§ AIM OF THE TASK:
The data below must be copied in full and without any change.

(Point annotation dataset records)
>> Start

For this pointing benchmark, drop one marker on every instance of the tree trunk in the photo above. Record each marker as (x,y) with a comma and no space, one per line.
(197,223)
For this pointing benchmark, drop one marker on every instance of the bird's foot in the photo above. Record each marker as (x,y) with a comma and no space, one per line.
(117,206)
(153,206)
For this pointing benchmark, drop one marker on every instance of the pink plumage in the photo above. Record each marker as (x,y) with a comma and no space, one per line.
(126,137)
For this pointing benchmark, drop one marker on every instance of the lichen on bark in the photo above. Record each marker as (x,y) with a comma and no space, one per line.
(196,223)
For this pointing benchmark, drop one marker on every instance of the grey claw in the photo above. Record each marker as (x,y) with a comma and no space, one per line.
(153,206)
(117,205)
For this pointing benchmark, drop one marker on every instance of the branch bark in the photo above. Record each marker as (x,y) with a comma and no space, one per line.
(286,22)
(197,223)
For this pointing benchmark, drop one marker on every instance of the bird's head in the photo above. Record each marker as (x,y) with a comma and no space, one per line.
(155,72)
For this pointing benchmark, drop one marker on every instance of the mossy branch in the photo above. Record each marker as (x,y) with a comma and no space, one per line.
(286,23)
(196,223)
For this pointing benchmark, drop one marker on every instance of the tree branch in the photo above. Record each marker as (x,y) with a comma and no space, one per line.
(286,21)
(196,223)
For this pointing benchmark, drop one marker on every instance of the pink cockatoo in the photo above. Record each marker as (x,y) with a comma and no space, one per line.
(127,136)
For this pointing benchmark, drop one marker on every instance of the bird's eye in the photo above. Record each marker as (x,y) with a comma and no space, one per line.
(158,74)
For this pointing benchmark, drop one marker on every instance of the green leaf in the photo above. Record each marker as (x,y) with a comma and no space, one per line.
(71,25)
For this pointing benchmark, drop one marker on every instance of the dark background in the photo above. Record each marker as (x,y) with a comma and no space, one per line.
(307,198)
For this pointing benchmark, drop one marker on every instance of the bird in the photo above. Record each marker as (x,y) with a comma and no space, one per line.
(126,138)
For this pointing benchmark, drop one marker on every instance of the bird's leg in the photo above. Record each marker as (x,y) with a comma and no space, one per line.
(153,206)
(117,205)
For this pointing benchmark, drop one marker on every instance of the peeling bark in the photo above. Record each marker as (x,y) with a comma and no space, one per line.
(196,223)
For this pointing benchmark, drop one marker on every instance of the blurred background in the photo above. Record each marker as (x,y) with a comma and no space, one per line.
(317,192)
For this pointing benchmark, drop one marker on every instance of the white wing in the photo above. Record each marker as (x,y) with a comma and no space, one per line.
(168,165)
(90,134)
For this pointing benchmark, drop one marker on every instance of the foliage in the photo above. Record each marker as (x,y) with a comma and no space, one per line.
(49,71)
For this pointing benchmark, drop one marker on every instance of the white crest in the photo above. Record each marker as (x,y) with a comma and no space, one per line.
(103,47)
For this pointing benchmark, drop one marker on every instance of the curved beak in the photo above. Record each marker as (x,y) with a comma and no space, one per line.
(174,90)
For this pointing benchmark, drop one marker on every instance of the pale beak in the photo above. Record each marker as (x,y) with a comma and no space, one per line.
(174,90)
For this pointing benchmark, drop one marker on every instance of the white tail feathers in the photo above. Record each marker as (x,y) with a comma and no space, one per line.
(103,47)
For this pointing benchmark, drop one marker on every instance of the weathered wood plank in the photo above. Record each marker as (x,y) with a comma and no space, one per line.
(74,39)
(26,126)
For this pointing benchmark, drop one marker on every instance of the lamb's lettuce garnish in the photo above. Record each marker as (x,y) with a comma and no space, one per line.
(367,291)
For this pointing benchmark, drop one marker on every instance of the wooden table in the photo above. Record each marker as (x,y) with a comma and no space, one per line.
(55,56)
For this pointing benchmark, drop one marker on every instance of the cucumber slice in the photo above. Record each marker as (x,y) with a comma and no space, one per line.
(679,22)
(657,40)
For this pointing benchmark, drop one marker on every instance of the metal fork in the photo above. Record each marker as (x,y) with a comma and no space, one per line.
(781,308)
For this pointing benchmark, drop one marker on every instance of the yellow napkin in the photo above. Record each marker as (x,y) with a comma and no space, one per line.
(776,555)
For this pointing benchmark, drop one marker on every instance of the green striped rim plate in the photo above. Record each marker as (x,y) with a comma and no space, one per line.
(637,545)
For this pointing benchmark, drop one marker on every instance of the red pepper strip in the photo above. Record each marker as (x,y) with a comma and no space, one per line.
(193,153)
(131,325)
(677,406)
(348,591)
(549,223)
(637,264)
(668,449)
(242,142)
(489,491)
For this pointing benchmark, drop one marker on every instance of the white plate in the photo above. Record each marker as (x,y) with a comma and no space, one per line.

>> End

§ OUTPUT FOR THIS TASK:
For this pointing benchmark, drop one marker on every instance of the tree trunk in the photo above. Record each marker as (x,y) with a comma and no space, one per line.
(197,223)
For this pointing benchmark, drop one marker on every instance of the bird's foot in the photo above. Record each marker as (x,y) with a comma and no space, one per line.
(117,206)
(153,206)
For this pointing benchmark, drop one marker on every instance of the pink plumage in the photo above. Record each marker as (x,y) with a comma and no space, one per line.
(126,137)
For this pointing benchmark, drop one marker on every instance of the lichen on bark in the photo above. Record each marker as (x,y) with a comma and no space, one per line.
(196,223)
For this pointing benchmark, drop one marker on every instance of the grey claw in the photo above. Record each marker as (x,y) with a comma and no space, one per line.
(153,206)
(117,205)
For this pointing benchmark, drop one marker on every instance of the branch bark in the photo above. Record each marker as (x,y) with a comma and no space, one per line.
(286,22)
(197,223)
For this pointing benchmark, drop one marker on every instance of the bird's head in the photo above. Record each marker as (x,y) with a comma and no space, one per line.
(155,72)
For this pointing benchmark, drop one marker on every instance of the mossy branch in the photo above. Record each marker as (x,y) with a comma and no space, one per line.
(286,23)
(196,223)
For this pointing benchmark, drop one marker on every instance of the tree branch in the photo above. Record each marker as (x,y) with a comma and no space, one per line.
(286,21)
(196,223)
For this pointing benchmark, drop one marker on every instance of the pink cockatoo in the photo above. Record each marker as (x,y) with a comma and no space, one per line.
(127,136)
For this pointing benchmark, drop one marker on every instance of the bird's eye in the photo above. Record each marker as (x,y) with a comma and no space, one per line.
(158,74)
For this pointing benchmark, drop one marker on every instance of the green leaf in the photo above. Record each marker as (x,y) with a comma and no space, one per line.
(71,25)
For this pointing benchmark, drop one marker on every instance of the dark background in the photo above. Record each marker as (x,y) with a comma and no space, one per line.
(307,198)
For this pointing benchmark, drop one marker on every instance of the bird in the photo above. Record each marker as (x,y) with a comma and no space, one per line.
(126,138)
For this pointing benchmark, drop one marker on every instance of the bird's leg in the photo above. Record each marker as (x,y) with a comma and no space, one per line.
(153,206)
(117,205)
For this pointing benchmark, drop one marker on every instance of the peeling bark in the photo above. Record each marker as (x,y) with a comma and no space, one per line.
(196,223)
For this pointing benchmark, drop one marker on every instance of the blurred background in the photo above. Record each marker as (x,y) with a comma and no space, one per line.
(317,192)
For this pointing benchmark, drop one marker on every instance of the white wing in the photo above. Record each marker as (x,y) with a comma and no space, one per line.
(168,165)
(90,134)
For this pointing benchmark, drop one marker on every instance of the foliage in the photo above. Record each marker as (x,y) with a comma and no space, one per line.
(49,71)
For this pointing benchmark, drop one marker on every instance of the white crest in the photo above. Record each marker as (x,y) with a comma and no space, one per line.
(103,47)
For this pointing benchmark, drop one marker on every instance of the curved beak in the photo above. Record each marker as (x,y) with a comma and no space, one per line.
(174,90)
For this pointing benchmark, drop one marker on every instance of the pale beak in the photo above. Record each marker as (x,y) with a comma and no space, one per line.
(174,90)
For this pointing benchmark, drop one marker on every instance of the white tail feathers in the photo above. Record each marker as (x,y) with a comma and no space, one per line.
(103,47)
For this pointing benchmark, drop one marker on every instance of the weathered wood plank in the photo above. Record each marker as (x,y) with a comma and no space, one per line.
(74,39)
(26,126)
For this pointing benchmark, drop one marker on every instance of the lamb's lettuce garnish in the photo above. Record each marker as (x,y) with a comma and no space, one per line.
(367,291)
For this pointing benchmark, drop one marker on every instance of the wooden table in the photo above. Record each marker as (x,y) with a comma and no space, one per line.
(55,56)
For this pointing benchmark, drop one marker on every instance of the cucumber slice in the photo above. Record each marker as (x,y) with a comma and no space, one per line.
(679,22)
(657,40)
For this pointing benchmark, drop one marker on every instance of the metal fork in the photo above. Record each marker as (x,y) with a comma and no space, one per line.
(781,308)
For this pointing benchmark, drop one marker on every instance of the yellow napkin in the photo above. Record each marker as (x,y) with a comma and no space, one per line.
(776,555)
For this pointing benchmark, drop one marker on every instance of the green striped rim plate in the photo above. Record each marker as (x,y) with a comma and no space, one per line.
(637,545)
For this pointing benchmark, drop one marker on every instance of the red pepper strip in the photo above. Record each marker as (x,y) with a comma and no space, one per line.
(193,153)
(131,325)
(677,406)
(348,591)
(549,223)
(637,264)
(668,449)
(242,142)
(489,491)
For this pointing benchmark, drop one marker on every instance of the white plate in the photo above. Record each marker as (x,y) with a comma and no space, one per line.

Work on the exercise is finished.